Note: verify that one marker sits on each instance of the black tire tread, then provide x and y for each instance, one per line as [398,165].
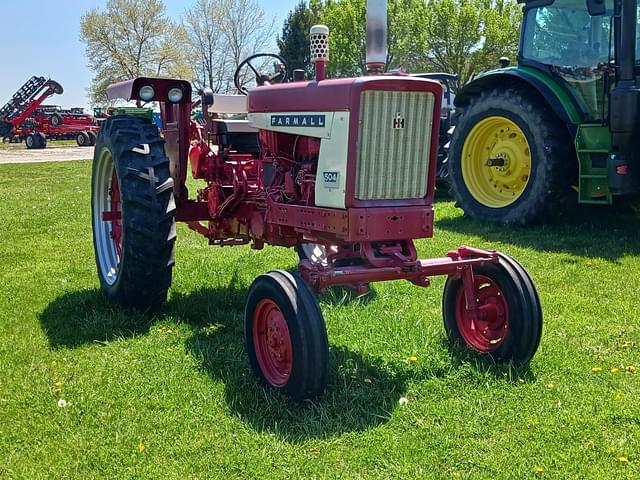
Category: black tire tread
[148,210]
[308,332]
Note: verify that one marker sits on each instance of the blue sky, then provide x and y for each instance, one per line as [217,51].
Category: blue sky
[44,40]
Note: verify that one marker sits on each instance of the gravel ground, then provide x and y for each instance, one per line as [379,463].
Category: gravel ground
[20,154]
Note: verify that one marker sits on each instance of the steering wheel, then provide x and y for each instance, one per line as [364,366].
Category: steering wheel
[279,77]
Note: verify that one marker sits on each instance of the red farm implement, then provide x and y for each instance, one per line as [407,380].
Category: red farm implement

============================================================

**Prompt**
The answer should be one number, the count of lines in this material that include the word "farm".

**Reply to the exercise**
2